* [Exercise requirements]
Copy everything from the start of the rows down to the row that contains "[(209, 184), (372, 92)]", both ends included and the wording kept, but add 43 to every number in the point coordinates. Leave the pictures out.

* [Supplied information]
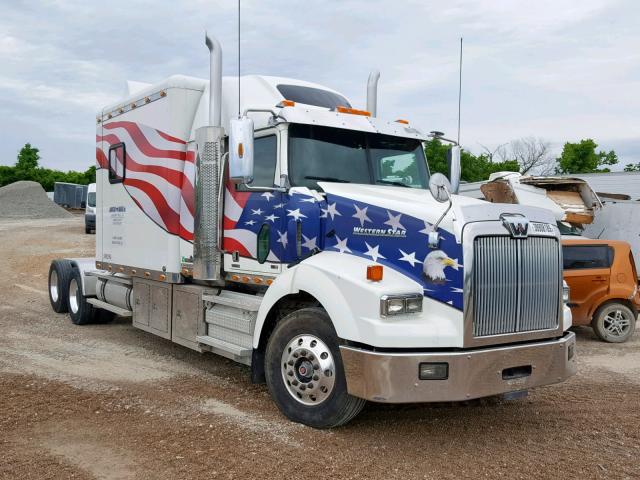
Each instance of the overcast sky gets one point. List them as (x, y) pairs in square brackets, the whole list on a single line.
[(560, 70)]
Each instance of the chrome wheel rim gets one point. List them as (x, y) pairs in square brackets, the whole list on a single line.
[(53, 285), (73, 296), (308, 370), (617, 323)]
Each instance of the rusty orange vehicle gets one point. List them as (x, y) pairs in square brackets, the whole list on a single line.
[(603, 283)]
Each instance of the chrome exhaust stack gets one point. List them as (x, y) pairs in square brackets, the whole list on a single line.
[(209, 184), (372, 92)]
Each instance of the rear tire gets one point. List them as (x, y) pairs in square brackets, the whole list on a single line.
[(80, 311), (614, 322), (59, 274), (301, 357)]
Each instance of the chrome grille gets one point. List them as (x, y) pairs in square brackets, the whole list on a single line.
[(516, 285)]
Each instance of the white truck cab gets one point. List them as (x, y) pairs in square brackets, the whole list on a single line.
[(307, 239)]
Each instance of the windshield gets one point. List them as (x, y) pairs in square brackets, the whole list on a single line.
[(568, 229), (328, 154)]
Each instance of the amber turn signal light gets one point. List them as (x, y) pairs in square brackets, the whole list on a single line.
[(374, 273)]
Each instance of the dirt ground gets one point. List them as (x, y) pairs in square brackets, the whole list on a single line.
[(112, 402)]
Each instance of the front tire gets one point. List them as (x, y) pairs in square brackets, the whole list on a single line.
[(304, 371), (59, 274), (614, 322), (80, 311)]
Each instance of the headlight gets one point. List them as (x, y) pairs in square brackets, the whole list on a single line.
[(565, 292), (398, 304)]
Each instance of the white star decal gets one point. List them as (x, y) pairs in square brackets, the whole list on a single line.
[(283, 238), (341, 246), (331, 211), (361, 215), (394, 221), (428, 228), (309, 243), (373, 252), (295, 214), (409, 258)]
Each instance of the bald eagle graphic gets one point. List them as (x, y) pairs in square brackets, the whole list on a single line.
[(434, 265)]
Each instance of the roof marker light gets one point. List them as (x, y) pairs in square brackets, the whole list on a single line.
[(352, 111)]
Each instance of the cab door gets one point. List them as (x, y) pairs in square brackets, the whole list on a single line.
[(587, 271), (254, 213)]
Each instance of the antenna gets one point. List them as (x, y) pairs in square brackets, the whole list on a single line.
[(238, 58), (459, 89)]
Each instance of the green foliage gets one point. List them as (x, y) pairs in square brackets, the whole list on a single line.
[(475, 168), (582, 158), (26, 168), (27, 160)]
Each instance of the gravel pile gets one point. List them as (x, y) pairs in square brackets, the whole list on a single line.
[(28, 200)]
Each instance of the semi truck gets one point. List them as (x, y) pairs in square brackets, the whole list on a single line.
[(268, 220)]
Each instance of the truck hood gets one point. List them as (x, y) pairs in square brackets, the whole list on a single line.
[(390, 225), (420, 204)]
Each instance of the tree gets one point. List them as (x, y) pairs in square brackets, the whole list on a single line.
[(532, 154), (632, 167), (474, 168), (582, 158), (26, 168), (27, 162)]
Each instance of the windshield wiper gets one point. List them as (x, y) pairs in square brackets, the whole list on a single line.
[(326, 179), (391, 182)]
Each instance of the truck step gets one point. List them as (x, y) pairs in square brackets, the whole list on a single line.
[(111, 308), (222, 346), (242, 301)]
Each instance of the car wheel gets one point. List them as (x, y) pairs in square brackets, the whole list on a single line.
[(614, 322), (59, 274), (80, 311), (304, 371)]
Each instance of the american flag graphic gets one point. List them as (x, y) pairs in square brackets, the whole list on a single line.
[(159, 173), (396, 240)]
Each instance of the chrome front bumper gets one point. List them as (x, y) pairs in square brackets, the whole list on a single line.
[(394, 377)]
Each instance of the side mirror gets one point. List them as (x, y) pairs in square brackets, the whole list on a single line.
[(241, 150), (440, 187), (453, 159)]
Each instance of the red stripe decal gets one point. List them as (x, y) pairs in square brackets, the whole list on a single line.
[(168, 137), (170, 218), (142, 143)]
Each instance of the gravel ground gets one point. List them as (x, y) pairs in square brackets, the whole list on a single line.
[(112, 402), (25, 199)]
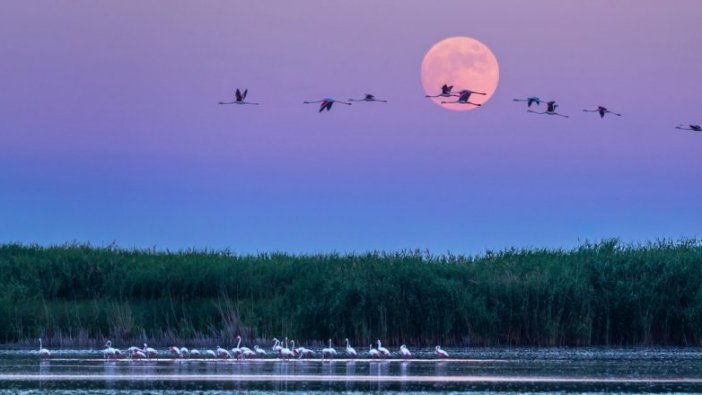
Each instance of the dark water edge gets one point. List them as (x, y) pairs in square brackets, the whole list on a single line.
[(169, 387), (479, 371)]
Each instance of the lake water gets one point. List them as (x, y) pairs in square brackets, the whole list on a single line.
[(473, 370)]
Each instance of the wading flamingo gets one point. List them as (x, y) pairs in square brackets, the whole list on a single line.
[(530, 100), (259, 351), (240, 98), (350, 351), (276, 346), (404, 352), (369, 97), (603, 111), (327, 102), (550, 110), (43, 352), (328, 352), (109, 352), (463, 98), (223, 353), (382, 350), (440, 353), (372, 352), (150, 352)]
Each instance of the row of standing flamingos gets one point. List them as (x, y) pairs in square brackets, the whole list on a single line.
[(463, 99), (282, 349)]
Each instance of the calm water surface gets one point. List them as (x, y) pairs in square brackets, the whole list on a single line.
[(482, 370)]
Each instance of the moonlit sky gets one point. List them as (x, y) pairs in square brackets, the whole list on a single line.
[(110, 131)]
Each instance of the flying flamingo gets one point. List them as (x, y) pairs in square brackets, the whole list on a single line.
[(328, 352), (694, 128), (327, 102), (463, 98), (603, 110), (530, 100), (369, 97), (223, 353), (404, 352), (373, 352), (551, 110), (43, 352), (445, 92), (240, 98), (150, 352), (382, 350), (440, 353), (350, 351)]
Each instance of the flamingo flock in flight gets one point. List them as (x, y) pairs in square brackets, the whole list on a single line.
[(462, 98)]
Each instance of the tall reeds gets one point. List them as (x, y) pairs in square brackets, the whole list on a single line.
[(605, 293)]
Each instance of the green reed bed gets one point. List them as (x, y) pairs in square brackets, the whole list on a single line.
[(597, 294)]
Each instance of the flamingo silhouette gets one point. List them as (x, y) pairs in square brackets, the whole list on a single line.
[(369, 97), (530, 100), (327, 102), (603, 110), (445, 92), (463, 98), (550, 110), (240, 98), (694, 128)]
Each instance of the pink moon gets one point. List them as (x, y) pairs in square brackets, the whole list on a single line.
[(465, 63)]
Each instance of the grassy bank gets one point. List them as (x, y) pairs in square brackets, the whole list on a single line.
[(597, 294)]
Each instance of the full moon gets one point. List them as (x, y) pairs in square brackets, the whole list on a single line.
[(465, 63)]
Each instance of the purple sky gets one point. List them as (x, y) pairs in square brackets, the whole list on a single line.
[(110, 131)]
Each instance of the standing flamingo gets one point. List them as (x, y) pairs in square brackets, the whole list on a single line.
[(285, 352), (327, 102), (694, 128), (463, 98), (382, 350), (259, 351), (440, 353), (328, 352), (43, 352), (109, 352), (530, 100), (150, 352), (404, 352), (550, 110), (445, 92), (368, 97), (372, 352), (240, 98), (223, 353), (603, 110), (350, 351), (276, 345)]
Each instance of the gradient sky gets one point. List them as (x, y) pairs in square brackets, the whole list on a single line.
[(110, 131)]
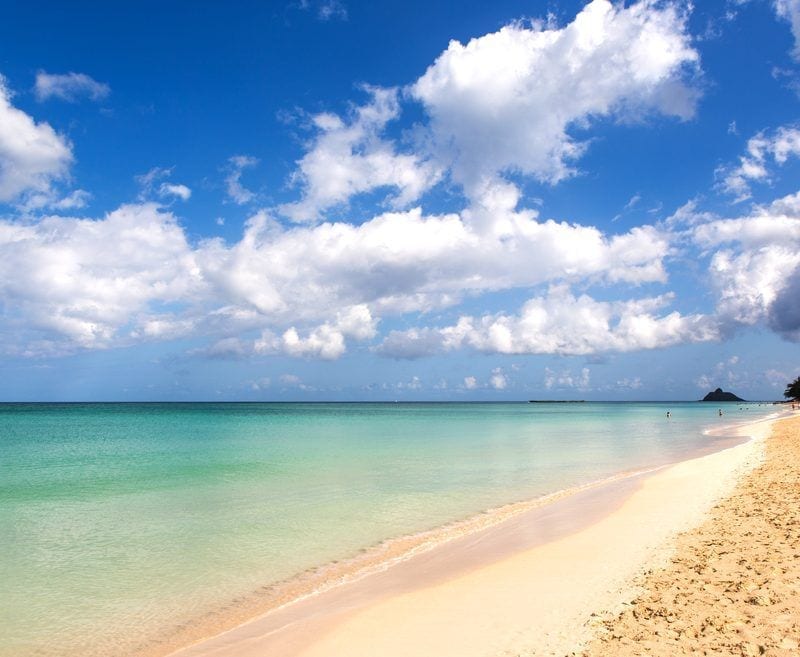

* [Task output]
Each instance of the overcast sky gets one point. List them as (x, y) pairs in square brackets, the whole list on a single line.
[(603, 113)]
Each instance of the chrome wheel rim gets one point. List them as (x, y) pairs in square brackets, the whole list on a single line.
[(96, 328), (116, 339), (351, 413), (660, 366)]
Each instance of the rusty orange vehicle gets one point. List them as (x, y) pairs in square brackets, the whole list on a single line.
[(646, 326)]
Each instance of the chrome exhaust stack gets one point. List them as (x, y) pairs in square brackets, the whole list on a single line.
[(252, 227), (415, 135)]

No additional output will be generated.